**Passage**

Inversion methods for typhoon wind fields using Sentinel-1

doi:10.3969/j.issn.1000-5641.2022.03.013

Abstract

Abstract:

Under high-speed wind conditions, cross-polarization synthetic aperture radar (SAR) is not affected by signal saturation. Hence, SAR can be used to observe expansive, high-speed wind fields under all-weather, day- and night-time conditions and offers great potential for monitoring typhoons. Sentinel-1, which was launched by the European Space Agency (ESA), is one of the few available SAR satellites in orbit at present that can provide cross-polarization data. Based on Sentinel-1 cross-polarization data, seven different cross-polarization models, including the C-band cross polarization ocean model (C-2PO), C-band cross-polarization coupled-parameters ocean model (C-3PO), and quad-polarization stripmap cross-polarization model (QPS-CP), developed from 2011 to 2021 were used to estimate the typhoon wind fields of Higos and Molave. A denoising method was applied to remove the noise from extra wide (EW) mode SAR images. The results show that the denoising method can effectively reduce the noise and improve the retrieved wind fields. The C-3PO model performs well in monitoring high-speed winds, but does not obtain reliable results for low- to moderate-speed winds compared with the Sentinel-1 Level-2 Ocean (OCN) product. By merging results from the cross-polarization model and the OCN wind product, the combined wind field can effectively reproduce the inner high-speed winds and outer relative low-speed winds. This study is of significant value for forecasting, data assimilation, and research of typhoon disasters.

**Set problem 1**
Starting at the line in the entries below that contains "Please point out the stadium" and ending with the last line of the entries, put each line into a JSON list of strings, one string per line, with blank lines omitted.

**Raw records**
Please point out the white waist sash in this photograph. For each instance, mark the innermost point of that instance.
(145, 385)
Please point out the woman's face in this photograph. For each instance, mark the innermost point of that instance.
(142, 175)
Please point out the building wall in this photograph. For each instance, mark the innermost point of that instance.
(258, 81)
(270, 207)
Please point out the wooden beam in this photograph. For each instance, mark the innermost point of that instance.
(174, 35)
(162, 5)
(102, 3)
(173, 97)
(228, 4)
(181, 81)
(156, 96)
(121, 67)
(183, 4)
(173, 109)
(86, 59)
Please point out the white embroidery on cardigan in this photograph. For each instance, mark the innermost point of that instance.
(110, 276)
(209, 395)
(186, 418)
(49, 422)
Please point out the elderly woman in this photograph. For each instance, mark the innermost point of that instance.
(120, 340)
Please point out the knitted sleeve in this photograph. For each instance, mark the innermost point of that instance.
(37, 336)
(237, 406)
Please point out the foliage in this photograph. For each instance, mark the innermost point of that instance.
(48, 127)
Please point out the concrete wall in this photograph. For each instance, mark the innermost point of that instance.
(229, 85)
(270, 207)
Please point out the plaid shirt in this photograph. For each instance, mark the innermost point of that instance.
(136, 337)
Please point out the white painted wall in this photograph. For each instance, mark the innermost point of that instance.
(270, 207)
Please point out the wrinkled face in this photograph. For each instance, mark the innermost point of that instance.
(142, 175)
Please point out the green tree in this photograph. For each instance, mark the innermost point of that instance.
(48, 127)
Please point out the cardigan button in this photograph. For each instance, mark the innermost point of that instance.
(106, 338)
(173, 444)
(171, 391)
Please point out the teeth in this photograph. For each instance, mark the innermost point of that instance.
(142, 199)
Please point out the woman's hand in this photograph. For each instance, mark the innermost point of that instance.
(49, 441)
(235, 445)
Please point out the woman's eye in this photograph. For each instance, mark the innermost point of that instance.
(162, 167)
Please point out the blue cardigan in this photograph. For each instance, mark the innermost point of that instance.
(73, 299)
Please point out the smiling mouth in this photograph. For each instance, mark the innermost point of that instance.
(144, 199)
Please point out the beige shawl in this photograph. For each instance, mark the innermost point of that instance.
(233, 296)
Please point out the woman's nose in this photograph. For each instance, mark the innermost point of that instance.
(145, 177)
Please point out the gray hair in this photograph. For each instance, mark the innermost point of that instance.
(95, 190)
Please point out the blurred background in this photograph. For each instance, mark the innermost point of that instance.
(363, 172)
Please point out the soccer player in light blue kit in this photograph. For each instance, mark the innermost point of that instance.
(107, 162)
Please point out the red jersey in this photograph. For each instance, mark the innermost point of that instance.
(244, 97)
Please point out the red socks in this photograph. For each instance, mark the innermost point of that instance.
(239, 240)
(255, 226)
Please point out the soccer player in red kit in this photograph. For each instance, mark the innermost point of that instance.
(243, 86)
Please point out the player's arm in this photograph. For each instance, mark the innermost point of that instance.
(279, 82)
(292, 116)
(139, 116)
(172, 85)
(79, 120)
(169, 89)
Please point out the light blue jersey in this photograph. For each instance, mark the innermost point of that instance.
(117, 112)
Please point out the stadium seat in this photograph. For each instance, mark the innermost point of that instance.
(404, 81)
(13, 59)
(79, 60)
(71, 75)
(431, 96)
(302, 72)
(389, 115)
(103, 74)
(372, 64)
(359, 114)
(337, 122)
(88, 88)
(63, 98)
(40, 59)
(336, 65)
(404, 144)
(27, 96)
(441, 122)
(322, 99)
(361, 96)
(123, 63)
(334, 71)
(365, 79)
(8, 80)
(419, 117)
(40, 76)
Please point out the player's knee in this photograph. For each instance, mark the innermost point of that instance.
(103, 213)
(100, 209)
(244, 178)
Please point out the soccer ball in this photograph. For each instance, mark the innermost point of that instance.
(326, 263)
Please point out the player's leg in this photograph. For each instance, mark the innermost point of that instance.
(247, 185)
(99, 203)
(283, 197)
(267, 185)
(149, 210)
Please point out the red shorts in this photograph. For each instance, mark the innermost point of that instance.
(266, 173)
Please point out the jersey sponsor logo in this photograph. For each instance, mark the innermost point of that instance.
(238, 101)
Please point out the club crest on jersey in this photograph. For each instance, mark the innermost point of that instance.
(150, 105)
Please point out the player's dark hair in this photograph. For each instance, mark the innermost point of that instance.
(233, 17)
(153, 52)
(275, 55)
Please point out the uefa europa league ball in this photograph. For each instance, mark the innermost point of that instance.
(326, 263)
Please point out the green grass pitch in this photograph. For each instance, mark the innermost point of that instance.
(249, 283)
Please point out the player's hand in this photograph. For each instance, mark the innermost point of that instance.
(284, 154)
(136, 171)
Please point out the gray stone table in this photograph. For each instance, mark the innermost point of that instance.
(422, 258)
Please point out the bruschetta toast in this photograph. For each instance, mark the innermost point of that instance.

**Set problem 2**
Rewrite the paragraph of the abstract above that begins "Under high-speed wind conditions" as a bulleted list that keeps its main facts.

**Full output 1**
[
  "Please point out the stadium seat in this photograph. For each instance, mark the innermost point of that instance.",
  "(404, 81)",
  "(13, 59)",
  "(79, 60)",
  "(71, 75)",
  "(431, 96)",
  "(302, 72)",
  "(389, 115)",
  "(103, 74)",
  "(372, 64)",
  "(359, 114)",
  "(337, 122)",
  "(88, 88)",
  "(63, 98)",
  "(40, 59)",
  "(336, 65)",
  "(404, 144)",
  "(27, 96)",
  "(441, 122)",
  "(322, 99)",
  "(361, 96)",
  "(123, 63)",
  "(334, 71)",
  "(365, 79)",
  "(8, 80)",
  "(419, 117)",
  "(40, 76)",
  "Please point out the player's knee in this photograph. For each instance, mark the innermost point of that instance.",
  "(103, 213)",
  "(100, 209)",
  "(244, 178)",
  "Please point out the soccer ball in this photograph. For each instance, mark the innermost point of that instance.",
  "(326, 263)",
  "Please point out the player's leg in this photograph. For each instance, mark the innermost point of that instance.",
  "(247, 185)",
  "(99, 203)",
  "(283, 197)",
  "(267, 185)",
  "(149, 210)",
  "Please point out the red shorts in this photograph. For each instance, mark the innermost point of that instance.",
  "(266, 173)",
  "Please point out the jersey sponsor logo in this photograph. For each instance, mark the innermost point of that instance.",
  "(238, 101)",
  "Please point out the club crest on jersey in this photograph. For each instance, mark the innermost point of that instance.",
  "(150, 105)",
  "Please point out the player's dark hair in this photograph. For each instance, mark the innermost point of that instance.",
  "(233, 17)",
  "(153, 52)",
  "(275, 55)",
  "Please point out the uefa europa league ball in this photograph. For each instance, mark the innermost point of that instance.",
  "(326, 263)",
  "Please point out the green grass pitch in this photograph. For each instance, mark the innermost point of that instance.",
  "(249, 283)",
  "Please point out the player's hand in this photograph. For each instance, mark the innermost point of that instance.",
  "(284, 154)",
  "(136, 171)",
  "Please point out the gray stone table in this photograph. For each instance, mark the innermost point of that instance.",
  "(422, 258)",
  "Please point out the bruschetta toast in this photograph. For each instance, mark the innermost point of that instance."
]

**Full output 2**
- Cross-polarization SAR is not affected by signal saturation at high wind speeds. It can therefore observe large, high-speed wind fields in all weather, day and night, which makes it promising for typhoon monitoring.
- Sentinel-1, launched by ESA, is one of the few SAR satellites now in orbit that provide cross-polarization data.
- Seven cross-polarization models developed from 2011 to 2021, including C-2PO, C-3PO, and QPS-CP, were applied to Sentinel-1 cross-polarization data to estimate the wind fields of typhoons Higos and Molave.
- A denoising method applied to extra wide (EW) mode images effectively reduced noise and improved the retrieved wind fields.
- C-3PO performs well for high-speed winds. Compared with the Sentinel-1 Level-2 Ocean (OCN) product, it does not give reliable results for low- to moderate-speed winds.
- Merging the cross-polarization model results with the OCN wind product reproduces both the inner high-speed winds and the outer, relatively low-speed winds.
- The study is of significant value for forecasting, data assimilation, and research on typhoon disasters.